### Prompt
Repeat each entry exactly and drop the pictures.

Region pointing data
______________________________

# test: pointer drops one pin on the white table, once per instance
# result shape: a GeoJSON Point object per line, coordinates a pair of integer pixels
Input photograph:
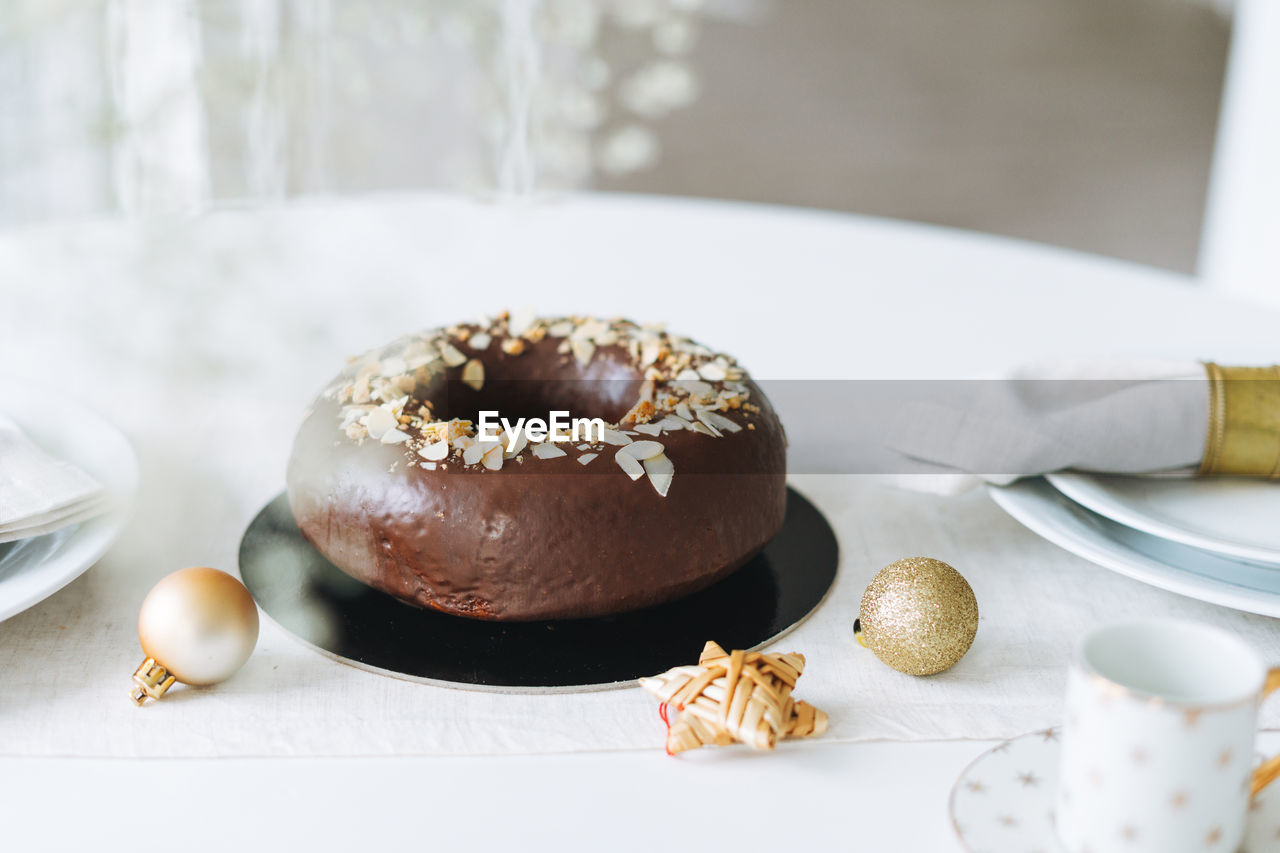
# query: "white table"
{"type": "Point", "coordinates": [899, 300]}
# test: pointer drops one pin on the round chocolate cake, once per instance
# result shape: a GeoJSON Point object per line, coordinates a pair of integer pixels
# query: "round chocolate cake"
{"type": "Point", "coordinates": [522, 468]}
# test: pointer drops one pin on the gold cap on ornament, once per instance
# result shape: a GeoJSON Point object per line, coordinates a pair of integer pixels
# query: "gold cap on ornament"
{"type": "Point", "coordinates": [1243, 437]}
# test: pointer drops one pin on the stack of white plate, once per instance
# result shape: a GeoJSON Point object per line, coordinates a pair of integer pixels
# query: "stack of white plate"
{"type": "Point", "coordinates": [33, 569]}
{"type": "Point", "coordinates": [1212, 539]}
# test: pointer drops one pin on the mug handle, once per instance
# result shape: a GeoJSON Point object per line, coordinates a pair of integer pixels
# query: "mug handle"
{"type": "Point", "coordinates": [1270, 769]}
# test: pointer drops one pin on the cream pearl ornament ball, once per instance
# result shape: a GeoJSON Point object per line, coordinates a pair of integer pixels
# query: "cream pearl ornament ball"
{"type": "Point", "coordinates": [197, 626]}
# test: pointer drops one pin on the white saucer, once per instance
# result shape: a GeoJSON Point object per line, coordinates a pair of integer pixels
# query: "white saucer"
{"type": "Point", "coordinates": [1168, 565]}
{"type": "Point", "coordinates": [1004, 801]}
{"type": "Point", "coordinates": [33, 569]}
{"type": "Point", "coordinates": [1230, 516]}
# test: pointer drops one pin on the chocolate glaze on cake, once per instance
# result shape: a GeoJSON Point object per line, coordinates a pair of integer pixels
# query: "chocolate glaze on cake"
{"type": "Point", "coordinates": [529, 537]}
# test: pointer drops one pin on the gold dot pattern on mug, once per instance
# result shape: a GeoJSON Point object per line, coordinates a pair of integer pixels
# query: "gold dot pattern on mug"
{"type": "Point", "coordinates": [1004, 801]}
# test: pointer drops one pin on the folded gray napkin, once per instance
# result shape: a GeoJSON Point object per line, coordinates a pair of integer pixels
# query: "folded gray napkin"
{"type": "Point", "coordinates": [1146, 418]}
{"type": "Point", "coordinates": [40, 493]}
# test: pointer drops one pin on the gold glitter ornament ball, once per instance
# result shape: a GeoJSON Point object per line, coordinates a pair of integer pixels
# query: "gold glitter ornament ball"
{"type": "Point", "coordinates": [918, 615]}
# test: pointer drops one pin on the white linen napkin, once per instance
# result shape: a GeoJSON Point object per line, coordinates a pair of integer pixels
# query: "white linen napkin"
{"type": "Point", "coordinates": [40, 493]}
{"type": "Point", "coordinates": [1147, 418]}
{"type": "Point", "coordinates": [949, 436]}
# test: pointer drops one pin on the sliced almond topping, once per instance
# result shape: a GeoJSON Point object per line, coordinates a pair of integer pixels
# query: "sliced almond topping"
{"type": "Point", "coordinates": [451, 355]}
{"type": "Point", "coordinates": [394, 437]}
{"type": "Point", "coordinates": [392, 366]}
{"type": "Point", "coordinates": [492, 457]}
{"type": "Point", "coordinates": [472, 374]}
{"type": "Point", "coordinates": [695, 386]}
{"type": "Point", "coordinates": [629, 464]}
{"type": "Point", "coordinates": [548, 451]}
{"type": "Point", "coordinates": [583, 350]}
{"type": "Point", "coordinates": [661, 473]}
{"type": "Point", "coordinates": [699, 427]}
{"type": "Point", "coordinates": [643, 450]}
{"type": "Point", "coordinates": [615, 437]}
{"type": "Point", "coordinates": [520, 320]}
{"type": "Point", "coordinates": [435, 451]}
{"type": "Point", "coordinates": [712, 372]}
{"type": "Point", "coordinates": [649, 351]}
{"type": "Point", "coordinates": [718, 422]}
{"type": "Point", "coordinates": [379, 420]}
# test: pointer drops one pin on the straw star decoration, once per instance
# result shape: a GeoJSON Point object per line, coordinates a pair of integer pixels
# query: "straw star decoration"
{"type": "Point", "coordinates": [732, 697]}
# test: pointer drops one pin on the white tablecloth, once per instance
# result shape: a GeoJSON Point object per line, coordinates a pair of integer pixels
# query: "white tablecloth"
{"type": "Point", "coordinates": [204, 341]}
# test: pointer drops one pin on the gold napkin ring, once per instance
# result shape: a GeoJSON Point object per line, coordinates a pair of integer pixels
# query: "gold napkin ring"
{"type": "Point", "coordinates": [1243, 437]}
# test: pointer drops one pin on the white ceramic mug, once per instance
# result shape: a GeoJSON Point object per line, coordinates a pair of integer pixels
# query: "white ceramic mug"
{"type": "Point", "coordinates": [1157, 746]}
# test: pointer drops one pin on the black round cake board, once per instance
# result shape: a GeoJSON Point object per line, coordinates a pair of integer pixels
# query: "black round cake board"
{"type": "Point", "coordinates": [342, 617]}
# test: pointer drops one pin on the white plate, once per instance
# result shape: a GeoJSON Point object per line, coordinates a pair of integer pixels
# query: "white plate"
{"type": "Point", "coordinates": [1169, 565]}
{"type": "Point", "coordinates": [1232, 516]}
{"type": "Point", "coordinates": [32, 570]}
{"type": "Point", "coordinates": [1004, 801]}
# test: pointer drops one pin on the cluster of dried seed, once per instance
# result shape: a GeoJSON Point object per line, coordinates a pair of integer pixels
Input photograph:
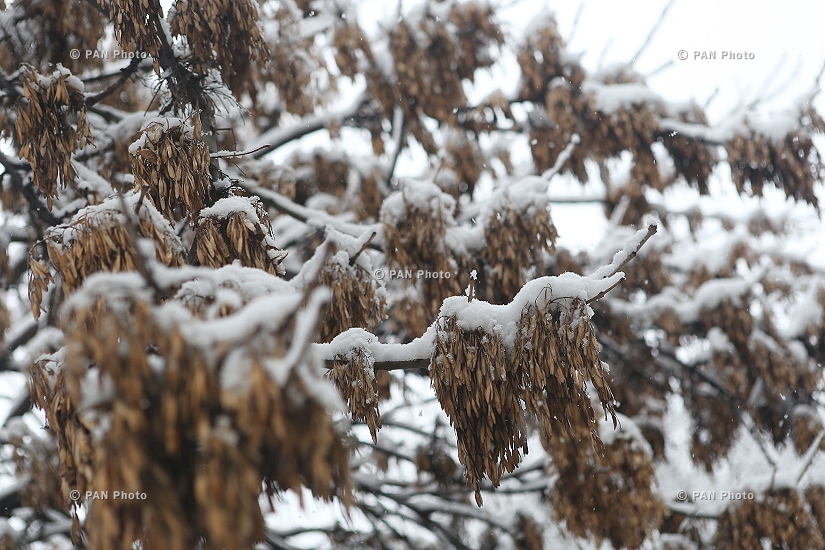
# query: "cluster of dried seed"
{"type": "Point", "coordinates": [352, 48]}
{"type": "Point", "coordinates": [138, 25]}
{"type": "Point", "coordinates": [222, 33]}
{"type": "Point", "coordinates": [294, 62]}
{"type": "Point", "coordinates": [200, 451]}
{"type": "Point", "coordinates": [435, 460]}
{"type": "Point", "coordinates": [245, 235]}
{"type": "Point", "coordinates": [47, 133]}
{"type": "Point", "coordinates": [781, 517]}
{"type": "Point", "coordinates": [791, 163]}
{"type": "Point", "coordinates": [355, 379]}
{"type": "Point", "coordinates": [35, 458]}
{"type": "Point", "coordinates": [541, 59]}
{"type": "Point", "coordinates": [556, 355]}
{"type": "Point", "coordinates": [692, 159]}
{"type": "Point", "coordinates": [431, 57]}
{"type": "Point", "coordinates": [416, 241]}
{"type": "Point", "coordinates": [606, 497]}
{"type": "Point", "coordinates": [174, 164]}
{"type": "Point", "coordinates": [357, 300]}
{"type": "Point", "coordinates": [516, 241]}
{"type": "Point", "coordinates": [478, 388]}
{"type": "Point", "coordinates": [97, 239]}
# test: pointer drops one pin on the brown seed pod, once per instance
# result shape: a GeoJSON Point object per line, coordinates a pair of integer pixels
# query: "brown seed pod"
{"type": "Point", "coordinates": [97, 239]}
{"type": "Point", "coordinates": [358, 301]}
{"type": "Point", "coordinates": [556, 354]}
{"type": "Point", "coordinates": [138, 25]}
{"type": "Point", "coordinates": [173, 162]}
{"type": "Point", "coordinates": [780, 517]}
{"type": "Point", "coordinates": [48, 131]}
{"type": "Point", "coordinates": [791, 162]}
{"type": "Point", "coordinates": [237, 228]}
{"type": "Point", "coordinates": [478, 389]}
{"type": "Point", "coordinates": [143, 404]}
{"type": "Point", "coordinates": [222, 34]}
{"type": "Point", "coordinates": [517, 234]}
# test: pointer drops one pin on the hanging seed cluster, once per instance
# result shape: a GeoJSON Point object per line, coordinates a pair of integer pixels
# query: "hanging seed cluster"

______________________________

### Expected answer
# test: pointer drops one pin on the white table, once per instance
# result shape: a GeoJSON Point object per line, coordinates a pair of integer pixels
Input photograph:
# query: "white table"
{"type": "Point", "coordinates": [899, 300]}
# test: pointer drops one pin on the round chocolate cake, once per instance
# result shape: a GeoJSON Point object per line, coordinates a pair of integer pixels
# query: "round chocolate cake"
{"type": "Point", "coordinates": [522, 468]}
# test: pointer drops one pin on the gold cap on ornament, once per instance
# result shape: a GeoJSON Point object per line, coordinates a pair of integer pixels
# query: "gold cap on ornament"
{"type": "Point", "coordinates": [1243, 437]}
# test: pointer drops one pin on the stack of white plate, once per instance
# result shape: a GeoJSON Point object per line, coordinates a pair of integer pixels
# query: "stack of white plate"
{"type": "Point", "coordinates": [33, 569]}
{"type": "Point", "coordinates": [1212, 539]}
# test: pointer drops one pin on the mug handle, once per instance
# result shape: a GeoJSON Point object per line, coordinates a pair of integer pixels
# query: "mug handle"
{"type": "Point", "coordinates": [1270, 769]}
# test: pointer drops one pin on the cream pearl ornament ball, once per instance
# result shape: a GeoJSON Point object per line, coordinates a pair of integer pixels
# query: "cream pearl ornament ball"
{"type": "Point", "coordinates": [197, 626]}
# test: pointer drops one pin on the white saucer, once per instance
# result shape: a GeoJSON Point object per line, coordinates a pair of integer pixels
# query: "white saucer"
{"type": "Point", "coordinates": [1168, 565]}
{"type": "Point", "coordinates": [1004, 801]}
{"type": "Point", "coordinates": [33, 569]}
{"type": "Point", "coordinates": [1230, 516]}
# test: pointer drops one pin on the chocolate glaze on cake, once per instance
# result shape: a GeoJSON Point object per line, coordinates a pair of integer pixels
# query: "chocolate glaze on cake"
{"type": "Point", "coordinates": [529, 537]}
# test: pointer drops one pin on the gold dot pattern on mug, once per instance
# result shape: a GeoJSON Point object per line, coordinates a pair of integer pixels
# query: "gold dot pattern on mug"
{"type": "Point", "coordinates": [1004, 801]}
# test: pointer drops one pin on the folded gray napkin, once per instance
# result shape: a GeoJSON Point object per line, coordinates a pair of integer pixels
# query: "folded gray napkin"
{"type": "Point", "coordinates": [1146, 418]}
{"type": "Point", "coordinates": [40, 493]}
# test: pointer drops one pin on the gold glitter ornament ball, once per instance
# result shape: a GeoJSON Point object per line, coordinates a pair of integer pixels
# query: "gold glitter ornament ball"
{"type": "Point", "coordinates": [918, 615]}
# test: pointer drops one pin on the white linen napkin, once per instance
# result shape: a GeoJSON Point object per line, coordinates a pair of integer pixels
# query: "white linen napkin"
{"type": "Point", "coordinates": [40, 493]}
{"type": "Point", "coordinates": [1147, 418]}
{"type": "Point", "coordinates": [949, 436]}
# test: pointer drops one pin on the sliced almond topping, once per instance
# result shape: a GeoJSON Point object per line, coordinates a pair of integer pixels
# query: "sliced almond topping"
{"type": "Point", "coordinates": [451, 355]}
{"type": "Point", "coordinates": [394, 437]}
{"type": "Point", "coordinates": [392, 366]}
{"type": "Point", "coordinates": [492, 457]}
{"type": "Point", "coordinates": [472, 374]}
{"type": "Point", "coordinates": [695, 386]}
{"type": "Point", "coordinates": [629, 464]}
{"type": "Point", "coordinates": [548, 451]}
{"type": "Point", "coordinates": [583, 350]}
{"type": "Point", "coordinates": [661, 473]}
{"type": "Point", "coordinates": [699, 427]}
{"type": "Point", "coordinates": [643, 450]}
{"type": "Point", "coordinates": [615, 437]}
{"type": "Point", "coordinates": [520, 320]}
{"type": "Point", "coordinates": [435, 451]}
{"type": "Point", "coordinates": [712, 372]}
{"type": "Point", "coordinates": [649, 351]}
{"type": "Point", "coordinates": [718, 422]}
{"type": "Point", "coordinates": [379, 420]}
# test: pointer drops one pin on the straw star decoration, once per instance
# result shape: a GeoJSON Point object per line, coordinates a pair of integer pixels
# query: "straw star decoration"
{"type": "Point", "coordinates": [732, 697]}
# test: pointer drops one pin on the white tablecloth, once per instance
# result shape: a GeoJSON Point object per line, coordinates a pair of integer pixels
# query: "white tablecloth"
{"type": "Point", "coordinates": [204, 341]}
# test: pointer drops one pin on the gold napkin ring, once per instance
# result shape: a GeoJSON Point object per line, coordinates a pair of integer pixels
# query: "gold napkin ring"
{"type": "Point", "coordinates": [1243, 437]}
# test: pointer drops one pin on the white ceramic mug, once per instance
# result shape: a GeoJSON Point object per line, coordinates a pair of integer pixels
# query: "white ceramic mug"
{"type": "Point", "coordinates": [1157, 746]}
# test: pointer drops one pin on the black round cake board, once per instance
# result shape: a GeoJSON Point object per line, coordinates a pair of integer pixels
# query: "black round cake board"
{"type": "Point", "coordinates": [342, 617]}
# test: pointer drops one pin on the white plate, once per instance
# result shape: a GeoJSON Point object per line, coordinates a pair of integer pixels
# query: "white plate"
{"type": "Point", "coordinates": [1169, 565]}
{"type": "Point", "coordinates": [1232, 516]}
{"type": "Point", "coordinates": [32, 570]}
{"type": "Point", "coordinates": [1004, 801]}
# test: pointer drops one pin on the cluster of dried seed, once per instance
# result shape: a GeoJSON Point object per line, coordinates a pair of integer pixels
Input photograph:
# query: "cluster of dried seed"
{"type": "Point", "coordinates": [352, 48]}
{"type": "Point", "coordinates": [138, 25]}
{"type": "Point", "coordinates": [222, 33]}
{"type": "Point", "coordinates": [294, 62]}
{"type": "Point", "coordinates": [200, 451]}
{"type": "Point", "coordinates": [435, 460]}
{"type": "Point", "coordinates": [245, 235]}
{"type": "Point", "coordinates": [47, 133]}
{"type": "Point", "coordinates": [781, 517]}
{"type": "Point", "coordinates": [791, 163]}
{"type": "Point", "coordinates": [355, 379]}
{"type": "Point", "coordinates": [35, 458]}
{"type": "Point", "coordinates": [541, 59]}
{"type": "Point", "coordinates": [556, 355]}
{"type": "Point", "coordinates": [692, 159]}
{"type": "Point", "coordinates": [431, 57]}
{"type": "Point", "coordinates": [416, 241]}
{"type": "Point", "coordinates": [606, 497]}
{"type": "Point", "coordinates": [174, 164]}
{"type": "Point", "coordinates": [357, 300]}
{"type": "Point", "coordinates": [516, 241]}
{"type": "Point", "coordinates": [478, 388]}
{"type": "Point", "coordinates": [97, 239]}
# test: pointer drops one pin on the brown seed pod, once per instance
# result shape: a GeoJSON Point object per line, coordinates a pair of integer pixels
# query: "brown seed pod"
{"type": "Point", "coordinates": [97, 239]}
{"type": "Point", "coordinates": [358, 301]}
{"type": "Point", "coordinates": [556, 354]}
{"type": "Point", "coordinates": [138, 25]}
{"type": "Point", "coordinates": [173, 162]}
{"type": "Point", "coordinates": [780, 517]}
{"type": "Point", "coordinates": [48, 131]}
{"type": "Point", "coordinates": [791, 162]}
{"type": "Point", "coordinates": [237, 228]}
{"type": "Point", "coordinates": [478, 389]}
{"type": "Point", "coordinates": [143, 404]}
{"type": "Point", "coordinates": [222, 34]}
{"type": "Point", "coordinates": [517, 234]}
# test: pointer drops one pin on the hanging seed cluster, once per instance
# result shape: a GeoJSON Point object per line, coordinates a pair of integer pixels
# query: "hanging seed cluster"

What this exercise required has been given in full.